_EXCERPT_
- - -

Australians lost a combined total of $176.1 million to scammers in 2020 – a massive 23.1 per cent increase over the $142.9 million we were cheated out of in 2019.

According to the Australian Competition and Consumer Commission’s latest Scamwatch report not only did scammers reap more money but the number of scams in 2020 rose to 216,089 which is 28 per cent higher than the 167,795 scams that were reported in 2019.

2020 presented scammers with extraordinary opportunities thanks to the COVID pandemic and the fears and uncertainties that came with it.

More money was lost in December 2020 than any other month last year with a combined loss of $22.4 million – up 19.7 per cent from the $18.7 million lost in November.

Phishing was the most common type of scam – up 75 per cent from the number of cases reported in 2019.

And phone calls and emails were the most popular delivery methods.

Australians reported $48.08 million lost to phone scams – up from $32.57 million in 2019.

There were 103,153 phone scam attacks in 2020 – a leap from the 69,251 of 2019.

Email attacks that resulted in customers losing money went up from 40,227 reported in 2019 to 47,502 in 2020.

Money stolen via emails rose from $28.36 million in 2019 to a staggering $34.28 million in 2020.

Other methods scammers have used include social networking ($27.26m lost), mobile apps ($20.52m), internet ($29.05m), text messages ($3.03m) and a further $13.86m in other scams.

“After the consistently high level of scam activity we’ve witnessed month-to-month throughout 2020, these annual statistics paint the real picture of the unfortunate growth we’ve seen,” says Proofpoint ANZ area vice-president Crispin Kerr.

“The huge rise in phishing scams (up 75% from 2019) is perhaps the most concerning statistic of all in terms of sheer volume.

“However, as a tactic used by scammers, it’s not surprising to see that phishing was again so popular.

“It has a low entry barrier for cybercriminals with a high-value return. Phishing emails are very easy to create, require little technical knowledge and most importantly, depend solely on one user clicking to succeed.

“Unfortunately, threat actors have actively been using social engineering to convince people to click a link or open attachments, by playing on people’s fears relating to COVID-19, throughout the year.

“As we enter 2021, with promising news of vaccine rollouts taking place, we would advise people to remain vigilant against these types of phishing attacks as scammers will follow the news-cycle closely to adapt their tactics and lures to topical themes.

- - -

_DATASET ENTRIES_
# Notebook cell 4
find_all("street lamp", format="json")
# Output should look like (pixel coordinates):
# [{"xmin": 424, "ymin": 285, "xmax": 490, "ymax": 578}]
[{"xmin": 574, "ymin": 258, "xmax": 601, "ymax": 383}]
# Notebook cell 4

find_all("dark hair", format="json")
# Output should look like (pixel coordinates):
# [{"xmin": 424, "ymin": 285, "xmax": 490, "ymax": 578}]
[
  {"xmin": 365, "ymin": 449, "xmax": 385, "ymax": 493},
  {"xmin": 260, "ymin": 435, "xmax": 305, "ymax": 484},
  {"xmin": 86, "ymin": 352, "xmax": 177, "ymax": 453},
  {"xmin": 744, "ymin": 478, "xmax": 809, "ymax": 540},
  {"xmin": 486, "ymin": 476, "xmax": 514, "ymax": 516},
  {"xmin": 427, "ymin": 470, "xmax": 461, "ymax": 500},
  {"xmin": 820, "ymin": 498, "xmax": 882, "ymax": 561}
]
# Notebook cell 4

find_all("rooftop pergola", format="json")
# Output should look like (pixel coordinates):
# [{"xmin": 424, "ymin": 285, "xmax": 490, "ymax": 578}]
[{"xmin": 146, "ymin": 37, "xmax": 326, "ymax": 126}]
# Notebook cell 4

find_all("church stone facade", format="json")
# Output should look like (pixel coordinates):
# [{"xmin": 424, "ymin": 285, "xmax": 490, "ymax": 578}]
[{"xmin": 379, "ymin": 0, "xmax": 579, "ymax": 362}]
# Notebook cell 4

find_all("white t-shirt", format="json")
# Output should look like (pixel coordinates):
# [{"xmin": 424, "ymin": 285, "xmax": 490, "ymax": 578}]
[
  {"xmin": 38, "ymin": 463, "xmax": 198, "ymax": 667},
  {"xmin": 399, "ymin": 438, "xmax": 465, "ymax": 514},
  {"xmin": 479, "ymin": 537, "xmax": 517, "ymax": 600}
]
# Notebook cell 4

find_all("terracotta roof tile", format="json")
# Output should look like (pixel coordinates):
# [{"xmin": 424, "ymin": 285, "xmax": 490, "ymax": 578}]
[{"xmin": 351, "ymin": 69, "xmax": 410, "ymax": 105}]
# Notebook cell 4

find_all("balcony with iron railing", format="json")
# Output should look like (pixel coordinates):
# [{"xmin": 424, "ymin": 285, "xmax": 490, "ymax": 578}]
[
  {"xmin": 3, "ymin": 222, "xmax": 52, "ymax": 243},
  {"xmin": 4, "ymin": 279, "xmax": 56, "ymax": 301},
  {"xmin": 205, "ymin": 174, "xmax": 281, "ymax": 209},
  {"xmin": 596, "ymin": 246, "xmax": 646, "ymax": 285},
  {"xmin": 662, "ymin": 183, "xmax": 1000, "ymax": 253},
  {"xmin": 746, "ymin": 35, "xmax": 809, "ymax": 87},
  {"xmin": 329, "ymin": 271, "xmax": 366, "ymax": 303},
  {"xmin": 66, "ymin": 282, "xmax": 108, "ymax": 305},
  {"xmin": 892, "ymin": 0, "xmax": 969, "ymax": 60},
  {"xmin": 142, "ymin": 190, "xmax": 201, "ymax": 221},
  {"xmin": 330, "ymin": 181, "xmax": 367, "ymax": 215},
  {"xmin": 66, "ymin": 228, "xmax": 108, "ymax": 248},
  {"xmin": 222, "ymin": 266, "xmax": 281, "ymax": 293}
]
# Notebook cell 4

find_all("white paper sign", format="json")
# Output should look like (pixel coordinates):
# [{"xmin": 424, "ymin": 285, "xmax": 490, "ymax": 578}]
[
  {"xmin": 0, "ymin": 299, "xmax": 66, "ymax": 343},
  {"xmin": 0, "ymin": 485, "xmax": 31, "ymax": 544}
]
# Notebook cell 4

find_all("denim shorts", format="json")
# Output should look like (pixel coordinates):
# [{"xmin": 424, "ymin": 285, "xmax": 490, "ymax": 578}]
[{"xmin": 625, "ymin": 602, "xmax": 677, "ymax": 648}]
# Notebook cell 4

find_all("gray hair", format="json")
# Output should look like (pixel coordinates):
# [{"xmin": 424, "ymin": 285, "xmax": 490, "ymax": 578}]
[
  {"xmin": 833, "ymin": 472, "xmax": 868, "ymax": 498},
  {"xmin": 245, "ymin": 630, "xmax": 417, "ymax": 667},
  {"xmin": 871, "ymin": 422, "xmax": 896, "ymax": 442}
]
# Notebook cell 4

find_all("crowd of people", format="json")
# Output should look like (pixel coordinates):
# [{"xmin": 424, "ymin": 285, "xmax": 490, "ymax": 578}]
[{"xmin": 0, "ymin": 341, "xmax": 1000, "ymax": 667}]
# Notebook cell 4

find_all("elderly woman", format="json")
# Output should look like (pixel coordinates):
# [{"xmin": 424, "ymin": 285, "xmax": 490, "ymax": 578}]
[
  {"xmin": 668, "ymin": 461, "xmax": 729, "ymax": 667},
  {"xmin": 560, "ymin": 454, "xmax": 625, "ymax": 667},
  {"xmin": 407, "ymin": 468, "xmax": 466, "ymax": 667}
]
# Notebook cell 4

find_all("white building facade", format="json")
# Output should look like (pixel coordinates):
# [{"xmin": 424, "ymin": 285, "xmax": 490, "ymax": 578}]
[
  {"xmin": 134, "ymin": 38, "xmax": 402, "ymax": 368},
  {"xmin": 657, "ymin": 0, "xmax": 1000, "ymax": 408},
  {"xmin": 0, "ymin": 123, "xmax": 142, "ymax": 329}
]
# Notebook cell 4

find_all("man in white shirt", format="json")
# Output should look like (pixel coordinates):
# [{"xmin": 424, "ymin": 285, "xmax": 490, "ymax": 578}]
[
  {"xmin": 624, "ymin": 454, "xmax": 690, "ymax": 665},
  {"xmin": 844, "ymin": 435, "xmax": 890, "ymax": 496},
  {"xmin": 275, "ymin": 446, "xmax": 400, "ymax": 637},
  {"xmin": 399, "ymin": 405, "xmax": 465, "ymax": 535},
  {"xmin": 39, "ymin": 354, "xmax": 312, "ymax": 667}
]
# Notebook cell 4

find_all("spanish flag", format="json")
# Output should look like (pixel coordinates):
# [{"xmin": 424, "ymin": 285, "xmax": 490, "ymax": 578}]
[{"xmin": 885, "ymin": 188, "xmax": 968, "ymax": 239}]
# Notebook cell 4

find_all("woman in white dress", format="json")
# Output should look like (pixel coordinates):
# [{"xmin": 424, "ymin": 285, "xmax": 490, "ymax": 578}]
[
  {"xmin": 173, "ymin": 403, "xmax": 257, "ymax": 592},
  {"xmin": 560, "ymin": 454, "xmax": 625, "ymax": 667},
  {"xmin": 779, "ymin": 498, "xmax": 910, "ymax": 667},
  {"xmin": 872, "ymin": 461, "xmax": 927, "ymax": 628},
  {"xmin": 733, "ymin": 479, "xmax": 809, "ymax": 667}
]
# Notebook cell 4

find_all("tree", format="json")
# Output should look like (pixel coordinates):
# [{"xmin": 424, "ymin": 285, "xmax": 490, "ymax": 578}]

- - -

_QUESTIONS TO ANSWER_
**a.** In the scam losses article, which month of 2020 had the biggest losses?
**b.** Write out the part of the scam losses article that opens with the words containing "More money was" and closes with "69,251 of 2019.".
The rows have nothing to do with the text.

_RESPONSES TO THE TASKS_
**a.** December 2020, with a combined loss of $22.4 million.

**b.**
More money was lost in December 2020 than any other month last year with a combined loss of $22.4 million – up 19.7 per cent from the $18.7 million lost in November.

Phishing was the most common type of scam – up 75 per cent from the number of cases reported in 2019.

And phone calls and emails were the most popular delivery methods.

Australians reported $48.08 million lost to phone scams – up from $32.57 million in 2019.

There were 103,153 phone scam attacks in 2020 – a leap from the 69,251 of 2019.